◆ PROBLEM TO WORK ON ◆
Once the data has been read, return all of it precisely as written.

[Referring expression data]
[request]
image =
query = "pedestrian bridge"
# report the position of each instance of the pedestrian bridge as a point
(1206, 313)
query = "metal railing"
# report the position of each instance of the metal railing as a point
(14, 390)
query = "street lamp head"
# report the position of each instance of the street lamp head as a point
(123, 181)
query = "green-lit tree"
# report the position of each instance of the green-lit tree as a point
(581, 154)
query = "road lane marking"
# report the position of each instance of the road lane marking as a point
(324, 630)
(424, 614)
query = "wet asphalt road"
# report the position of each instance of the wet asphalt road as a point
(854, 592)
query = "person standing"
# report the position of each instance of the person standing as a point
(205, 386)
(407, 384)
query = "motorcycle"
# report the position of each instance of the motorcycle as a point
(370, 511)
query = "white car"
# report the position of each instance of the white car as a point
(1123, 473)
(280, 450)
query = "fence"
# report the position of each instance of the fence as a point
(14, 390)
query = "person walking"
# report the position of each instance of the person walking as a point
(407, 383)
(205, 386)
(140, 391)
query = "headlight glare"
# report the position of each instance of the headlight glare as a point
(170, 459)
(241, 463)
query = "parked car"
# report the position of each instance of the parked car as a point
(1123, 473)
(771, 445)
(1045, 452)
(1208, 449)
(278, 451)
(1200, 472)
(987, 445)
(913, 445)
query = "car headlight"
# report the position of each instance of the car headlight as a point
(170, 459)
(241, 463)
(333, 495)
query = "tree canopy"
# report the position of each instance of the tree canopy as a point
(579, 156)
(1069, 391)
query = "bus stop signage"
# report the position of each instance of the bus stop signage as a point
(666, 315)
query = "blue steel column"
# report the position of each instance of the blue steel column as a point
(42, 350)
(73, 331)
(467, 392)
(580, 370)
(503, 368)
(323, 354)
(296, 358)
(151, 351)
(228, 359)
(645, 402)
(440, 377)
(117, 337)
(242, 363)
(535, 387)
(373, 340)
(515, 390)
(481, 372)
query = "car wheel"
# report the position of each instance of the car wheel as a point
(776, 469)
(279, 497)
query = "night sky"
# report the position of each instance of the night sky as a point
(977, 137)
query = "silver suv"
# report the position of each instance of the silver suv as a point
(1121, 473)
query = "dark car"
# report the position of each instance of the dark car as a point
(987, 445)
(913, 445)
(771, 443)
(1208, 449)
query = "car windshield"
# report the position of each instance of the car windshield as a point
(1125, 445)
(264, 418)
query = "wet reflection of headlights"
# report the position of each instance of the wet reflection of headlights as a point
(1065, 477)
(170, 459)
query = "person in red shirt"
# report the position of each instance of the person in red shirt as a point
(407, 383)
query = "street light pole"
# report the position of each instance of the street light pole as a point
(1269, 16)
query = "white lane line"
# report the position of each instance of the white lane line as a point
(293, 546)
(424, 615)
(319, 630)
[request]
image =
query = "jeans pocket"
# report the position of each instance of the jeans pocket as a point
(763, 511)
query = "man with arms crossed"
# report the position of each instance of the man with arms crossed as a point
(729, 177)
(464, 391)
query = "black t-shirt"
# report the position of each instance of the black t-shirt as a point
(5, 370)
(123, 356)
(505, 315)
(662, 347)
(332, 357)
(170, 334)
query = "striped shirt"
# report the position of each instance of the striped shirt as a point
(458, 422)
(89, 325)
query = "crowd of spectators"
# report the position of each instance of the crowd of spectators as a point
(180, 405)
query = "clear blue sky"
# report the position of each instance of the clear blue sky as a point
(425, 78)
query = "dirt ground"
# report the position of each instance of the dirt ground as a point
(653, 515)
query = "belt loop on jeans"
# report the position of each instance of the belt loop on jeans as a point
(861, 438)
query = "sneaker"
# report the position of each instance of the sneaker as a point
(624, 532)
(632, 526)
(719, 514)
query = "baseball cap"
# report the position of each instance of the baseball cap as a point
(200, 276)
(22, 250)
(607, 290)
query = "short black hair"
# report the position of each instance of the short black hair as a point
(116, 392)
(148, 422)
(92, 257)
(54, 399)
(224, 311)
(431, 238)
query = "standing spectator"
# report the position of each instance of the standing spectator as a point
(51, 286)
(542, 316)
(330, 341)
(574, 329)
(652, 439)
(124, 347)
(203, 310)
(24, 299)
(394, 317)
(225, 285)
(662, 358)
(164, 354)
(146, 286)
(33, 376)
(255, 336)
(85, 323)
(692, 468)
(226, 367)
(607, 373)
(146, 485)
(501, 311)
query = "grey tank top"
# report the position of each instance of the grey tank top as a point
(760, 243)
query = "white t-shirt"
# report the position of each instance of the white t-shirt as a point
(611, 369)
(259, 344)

◆ ANSWER TO THIS TASK ◆
[request]
image =
query = "pedestrian bridge"
# report the position of each instance of the pedestrian bridge as a point
(1206, 313)
query = "metal railing"
# report the position of each instance of the metal railing as a point
(14, 390)
query = "street lamp head"
# report the position of each instance of the street lamp head as a point
(123, 181)
query = "green-lit tree"
# report the position of each instance of the green-lit tree as a point
(581, 154)
query = "road lane marking"
# report the position of each instance of the road lane marking as a point
(324, 630)
(424, 614)
query = "wet asphalt road"
# report the position of each instance of the wet asphalt road as a point
(854, 592)
query = "person standing"
# report the position of each instance of the person standing as a point
(205, 386)
(407, 384)
query = "motorcycle"
# report the position of each instance of the motorcycle as a point
(370, 511)
query = "white car"
# report the position of each instance of the white car as a point
(1123, 473)
(280, 450)
query = "fence"
# report the position of each instance of the fence as a point
(14, 390)
query = "person walking"
# report the position of each instance of the person walking as a point
(407, 383)
(205, 386)
(140, 391)
query = "headlight glare"
# report the position of each instance of the headlight glare as a point
(170, 459)
(241, 463)
query = "parked car"
# report the position of each instance of the parked car as a point
(1123, 473)
(771, 445)
(1045, 452)
(1208, 449)
(278, 451)
(1200, 472)
(987, 445)
(913, 445)
query = "car headlight"
# report the position of each instance of the car headlight as a point
(170, 459)
(241, 463)
(333, 495)
query = "tree canopy"
# report the position of each instance of the tree canopy as a point
(579, 156)
(1069, 391)
query = "bus stop signage"
# report the position of each instance of the bus stop signage as a point
(666, 315)
query = "blue steel column"
# report the position of each instance of the blue steel column as a point
(42, 350)
(73, 331)
(467, 392)
(580, 370)
(503, 368)
(323, 354)
(296, 358)
(151, 351)
(228, 359)
(645, 402)
(440, 377)
(117, 337)
(242, 363)
(535, 387)
(373, 340)
(515, 390)
(481, 372)
query = "car wheel"
# report the position of each instance of the car wheel as a point
(776, 469)
(279, 497)
query = "night sky"
# report the position of each instance of the night sky as a point
(977, 137)
query = "silver suv"
# report the position of each instance of the silver suv as a point
(1121, 473)
query = "dark car"
# report the position of each instance of the dark car as a point
(987, 445)
(913, 445)
(771, 443)
(1208, 449)
query = "car windshield"
# report the position of each instance of the car windshield as a point
(1125, 445)
(264, 418)
query = "wet reflection of headlights"
# report the position of each instance of the wet reflection of headlights as a point
(1065, 477)
(170, 459)
query = "person in red shirt"
# report the position of each instance of the person in red shirt as a point
(407, 383)
query = "street light pole"
# report the position of each instance of the street light pole as a point
(1269, 16)
query = "white lane line"
# report the position of each instance of the white lane line as a point
(293, 546)
(424, 615)
(319, 630)
[request]
image =
query = "jeans pocket"
# report the position of each instance of the jeans pocket as a point
(763, 511)
query = "man with arms crossed"
# report the position of each instance of the man with arms crossed as a point
(729, 177)
(464, 391)
query = "black t-shirt"
# report the position of each instance of the black t-shirt as a point
(5, 370)
(123, 356)
(505, 315)
(662, 347)
(332, 357)
(170, 334)
query = "striped shirt"
# report the position of each instance of the striped shirt as a point
(458, 422)
(89, 325)
query = "crowd of spectators"
# report the position of each instance of the crowd of spectators as a point
(180, 405)
query = "clear blue sky"
# report the position of each instance of the clear blue sky as a point
(425, 78)
query = "dirt ground"
# report the position of each instance of the dirt ground as a point
(653, 515)
query = "belt loop on jeans"
# report the position of each instance of the belt loop on jeans as a point
(861, 438)
query = "sneaker"
# report the position of each instance of the sneaker as a point
(624, 532)
(632, 526)
(719, 514)
query = "baseball cap"
# report the position of each instance of the baseball cap as a point
(200, 276)
(22, 250)
(607, 290)
query = "short black hair"
# report the position of each instance of the short black hair as a point
(116, 392)
(148, 422)
(92, 257)
(54, 399)
(224, 311)
(431, 238)
query = "standing spectator"
# report the position of each instance of the standing spectator as a point
(51, 286)
(542, 316)
(330, 341)
(574, 329)
(652, 439)
(124, 347)
(203, 310)
(24, 299)
(394, 317)
(225, 285)
(662, 358)
(164, 354)
(146, 286)
(33, 376)
(255, 336)
(85, 323)
(692, 468)
(226, 367)
(607, 373)
(146, 485)
(501, 311)
query = "grey tank top"
# report the position of each instance of the grey tank top as a point
(760, 243)
query = "white t-shirt"
# report the position of each instance of the white t-shirt as a point
(611, 369)
(259, 344)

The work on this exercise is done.